## DIRECTIVE 1
In the thread on integrating rational functions, what values did the first poster get for A, B and C?

-- Start TEXT TO READ --

Integration of rational functions

[Kuja]

How do I solve the integration of a rational function such as:

x^2 - 6x - 2
(x^2 + 2)^2

If possible, please list the general rule of solving, I DO NOT want the answer, I simply want to know the way of solving it.
Thanks in advance!

So far I got to the part where A = 1, B = -6 and C = -4, what can I do next?

 

[Hurkyl]

Well, I guess that's one good thing about standardized notation across calc texts; when the student gives absolutely no indication about what they're doing, you can still tell from the variables they used!

I'm assuming what you've done already is partial fractions.

Anyways, the integrals you're left with should looke like the type of integral you've done in previous sections. (you spent an entire section on them!) You need to make a substitution...



In general, you might need to complete the square in the quadratic factors in the denominator to get them in the right form.

 

[Damned charming :)]

I am new here and I don't how to do fractions so ignore the
... I need it for the space


You have shown
x^2 - 6x - 2

(x^2 + 2)^2

= 1 ... -6x-4
------- +.. ----------
(x^2+2) ... (x^2+2)^2

The first fraction integral is a standard integral ( inverse tan)

-- End TEXT TO READ --

## DIRECTIVE 2
How many lines of the rows below contain the string "ceiling"? Give only the number.

-- Start SOURCE RECORDS --

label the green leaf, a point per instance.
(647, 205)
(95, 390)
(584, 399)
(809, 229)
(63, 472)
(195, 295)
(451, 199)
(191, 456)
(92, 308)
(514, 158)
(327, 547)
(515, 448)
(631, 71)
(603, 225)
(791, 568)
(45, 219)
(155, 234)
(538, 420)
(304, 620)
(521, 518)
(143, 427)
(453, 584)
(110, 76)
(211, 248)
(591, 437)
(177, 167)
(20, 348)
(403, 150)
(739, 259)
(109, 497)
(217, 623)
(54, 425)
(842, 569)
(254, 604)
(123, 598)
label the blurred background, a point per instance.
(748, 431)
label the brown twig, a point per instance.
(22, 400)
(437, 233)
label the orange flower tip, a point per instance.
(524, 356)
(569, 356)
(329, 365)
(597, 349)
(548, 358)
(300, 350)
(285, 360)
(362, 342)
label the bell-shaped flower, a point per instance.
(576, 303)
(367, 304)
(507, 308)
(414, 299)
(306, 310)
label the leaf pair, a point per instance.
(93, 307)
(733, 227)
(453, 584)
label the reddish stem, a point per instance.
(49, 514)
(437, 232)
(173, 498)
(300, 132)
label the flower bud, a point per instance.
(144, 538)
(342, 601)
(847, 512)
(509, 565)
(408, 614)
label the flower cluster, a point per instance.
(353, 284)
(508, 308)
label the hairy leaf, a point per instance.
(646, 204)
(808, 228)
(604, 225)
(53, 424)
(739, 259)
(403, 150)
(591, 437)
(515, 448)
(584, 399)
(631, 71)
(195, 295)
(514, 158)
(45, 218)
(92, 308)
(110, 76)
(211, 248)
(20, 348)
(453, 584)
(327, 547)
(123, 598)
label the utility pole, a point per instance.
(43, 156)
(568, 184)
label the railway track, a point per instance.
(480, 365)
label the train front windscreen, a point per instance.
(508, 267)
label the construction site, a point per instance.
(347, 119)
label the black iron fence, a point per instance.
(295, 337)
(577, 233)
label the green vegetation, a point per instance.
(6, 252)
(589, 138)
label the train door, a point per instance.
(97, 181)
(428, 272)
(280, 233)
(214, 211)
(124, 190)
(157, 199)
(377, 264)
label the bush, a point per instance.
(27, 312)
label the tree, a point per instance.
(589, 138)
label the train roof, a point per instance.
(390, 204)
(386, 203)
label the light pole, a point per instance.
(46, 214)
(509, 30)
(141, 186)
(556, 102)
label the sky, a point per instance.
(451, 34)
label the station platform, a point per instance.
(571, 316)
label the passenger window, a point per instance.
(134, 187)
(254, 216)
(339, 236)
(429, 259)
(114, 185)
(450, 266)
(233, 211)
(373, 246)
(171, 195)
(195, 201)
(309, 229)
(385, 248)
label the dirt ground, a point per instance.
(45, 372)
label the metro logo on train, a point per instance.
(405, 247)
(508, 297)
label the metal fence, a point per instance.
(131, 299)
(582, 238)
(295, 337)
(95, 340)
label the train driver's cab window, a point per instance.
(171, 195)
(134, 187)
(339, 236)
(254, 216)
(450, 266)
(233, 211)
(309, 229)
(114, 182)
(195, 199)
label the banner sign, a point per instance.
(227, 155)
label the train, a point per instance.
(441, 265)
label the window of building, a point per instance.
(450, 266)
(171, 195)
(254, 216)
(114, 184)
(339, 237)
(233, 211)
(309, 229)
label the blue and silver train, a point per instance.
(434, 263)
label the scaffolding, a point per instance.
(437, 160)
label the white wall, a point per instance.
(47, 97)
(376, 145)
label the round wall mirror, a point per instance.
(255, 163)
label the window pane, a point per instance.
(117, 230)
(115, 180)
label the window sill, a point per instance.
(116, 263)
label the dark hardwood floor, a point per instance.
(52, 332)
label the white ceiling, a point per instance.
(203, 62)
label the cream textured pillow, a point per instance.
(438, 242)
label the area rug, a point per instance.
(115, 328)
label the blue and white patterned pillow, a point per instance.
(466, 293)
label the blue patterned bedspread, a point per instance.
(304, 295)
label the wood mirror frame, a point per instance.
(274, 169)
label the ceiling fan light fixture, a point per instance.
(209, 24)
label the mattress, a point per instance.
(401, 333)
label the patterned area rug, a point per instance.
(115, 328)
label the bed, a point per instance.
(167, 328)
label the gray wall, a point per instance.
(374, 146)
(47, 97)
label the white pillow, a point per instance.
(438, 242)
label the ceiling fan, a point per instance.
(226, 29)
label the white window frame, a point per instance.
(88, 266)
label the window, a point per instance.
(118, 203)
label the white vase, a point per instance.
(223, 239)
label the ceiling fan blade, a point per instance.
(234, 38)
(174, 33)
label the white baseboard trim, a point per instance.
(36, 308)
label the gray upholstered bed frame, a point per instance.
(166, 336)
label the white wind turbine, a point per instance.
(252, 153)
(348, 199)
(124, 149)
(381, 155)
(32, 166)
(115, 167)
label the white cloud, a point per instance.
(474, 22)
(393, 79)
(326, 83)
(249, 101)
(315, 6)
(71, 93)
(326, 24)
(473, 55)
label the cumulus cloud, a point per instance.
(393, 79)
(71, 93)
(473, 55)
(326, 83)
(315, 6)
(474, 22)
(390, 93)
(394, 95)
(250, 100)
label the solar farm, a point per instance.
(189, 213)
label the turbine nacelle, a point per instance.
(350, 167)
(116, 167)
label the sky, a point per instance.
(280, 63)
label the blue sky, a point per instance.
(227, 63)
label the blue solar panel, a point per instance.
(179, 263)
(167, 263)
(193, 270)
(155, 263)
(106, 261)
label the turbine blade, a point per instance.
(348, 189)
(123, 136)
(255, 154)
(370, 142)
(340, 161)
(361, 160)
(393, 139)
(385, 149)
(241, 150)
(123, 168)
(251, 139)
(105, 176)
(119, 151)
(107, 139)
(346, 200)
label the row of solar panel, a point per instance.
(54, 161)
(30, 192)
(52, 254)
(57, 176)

-- End SOURCE RECORDS --

## EXERCISE ANSWER 1
A = 1, B = -6 and C = -4.

## EXERCISE ANSWER 2
4